Every line of the data below should be retyped exactly, with no images carried over.

(Data extracted from a collection)

Segment Open

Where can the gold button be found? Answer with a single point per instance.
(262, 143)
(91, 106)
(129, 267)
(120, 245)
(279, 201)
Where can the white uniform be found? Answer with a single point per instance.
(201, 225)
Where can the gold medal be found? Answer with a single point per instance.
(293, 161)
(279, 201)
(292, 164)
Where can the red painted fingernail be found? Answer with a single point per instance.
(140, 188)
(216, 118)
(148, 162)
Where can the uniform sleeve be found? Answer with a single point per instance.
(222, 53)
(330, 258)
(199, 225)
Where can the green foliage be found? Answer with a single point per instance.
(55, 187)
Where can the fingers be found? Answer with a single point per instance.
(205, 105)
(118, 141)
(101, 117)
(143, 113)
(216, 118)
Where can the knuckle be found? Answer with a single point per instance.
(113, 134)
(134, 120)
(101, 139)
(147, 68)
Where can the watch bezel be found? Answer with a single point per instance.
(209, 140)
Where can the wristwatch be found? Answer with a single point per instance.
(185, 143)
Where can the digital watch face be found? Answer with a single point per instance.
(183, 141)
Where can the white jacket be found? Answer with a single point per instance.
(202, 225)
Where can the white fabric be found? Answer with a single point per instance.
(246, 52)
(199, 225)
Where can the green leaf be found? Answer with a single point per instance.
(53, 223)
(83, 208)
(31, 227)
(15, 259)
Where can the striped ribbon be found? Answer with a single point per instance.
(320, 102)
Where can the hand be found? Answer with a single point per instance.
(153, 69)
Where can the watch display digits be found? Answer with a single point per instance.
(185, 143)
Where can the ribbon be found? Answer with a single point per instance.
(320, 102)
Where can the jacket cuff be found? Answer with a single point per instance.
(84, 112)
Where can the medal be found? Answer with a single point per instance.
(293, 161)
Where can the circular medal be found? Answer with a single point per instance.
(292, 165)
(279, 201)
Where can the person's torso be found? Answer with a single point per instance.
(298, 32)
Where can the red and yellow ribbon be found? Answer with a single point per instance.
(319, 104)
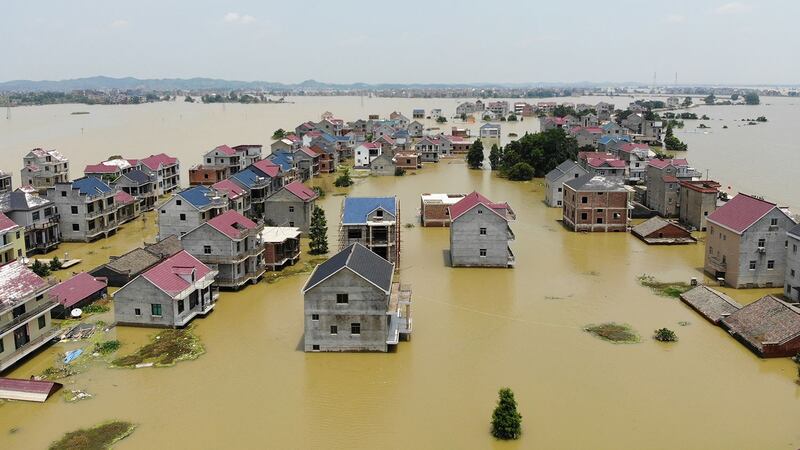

Segment Closed

Solution to this problem:
Where can the gold button be found? Answer with a single point per instance.
(262, 143)
(91, 106)
(129, 267)
(120, 245)
(279, 201)
Where can the white uniform be found? Answer with a single point per instance.
(201, 225)
Where can the gold medal be found? Answer with a single point per instance.
(293, 161)
(279, 201)
(292, 164)
Where can the red painted fingernail be found? Answer with a single point per instance.
(140, 188)
(216, 118)
(148, 162)
Where can the uniform sleeve be found? Answer with a single point per instance.
(222, 53)
(330, 258)
(199, 225)
Where can the green foliage be found? Answer with a single point per instance.
(55, 187)
Where can the fingers be found? Answer with a single point per instance.
(205, 105)
(118, 141)
(101, 117)
(143, 113)
(216, 118)
Where can the knuckle be found? Answer with a single point per instance.
(113, 134)
(134, 120)
(101, 139)
(147, 68)
Where can the watch bezel be found? Answer with a single point per instance.
(209, 140)
Where can the wristwatch be found? Answer with a single point per instance.
(185, 143)
Where can the digital watch face be found? Answer with a single point per instance.
(183, 141)
Where can the white jacket be found? Answer with a single point per instance.
(202, 225)
Where can the white fabric be found? Answer with a single point per instance.
(246, 52)
(199, 225)
Where can the green leaf be found? Answer with a single point per instance.
(53, 223)
(83, 208)
(31, 227)
(15, 259)
Where can the striped ribbon be found? Answer with a single point per instance.
(320, 102)
Where can the hand be found? Answer with a single point per instance.
(153, 69)
Where can the watch display digits be found? Answer with a single point per instance.
(185, 143)
Where can the ribbon be found? Answer with a single point per instance.
(320, 102)
Where can the jacket cuff be found? Answer with a single point per instance.
(84, 112)
Where can the medal be found? Answer with a single point per instance.
(293, 161)
Where can the circular medal be found? Answer with a single point per instance.
(292, 165)
(279, 201)
Where can the person's torso be found? Answer with a single point per instance.
(298, 32)
Where can the red and yellow ribbon be found? Answer with a single point per instance.
(319, 104)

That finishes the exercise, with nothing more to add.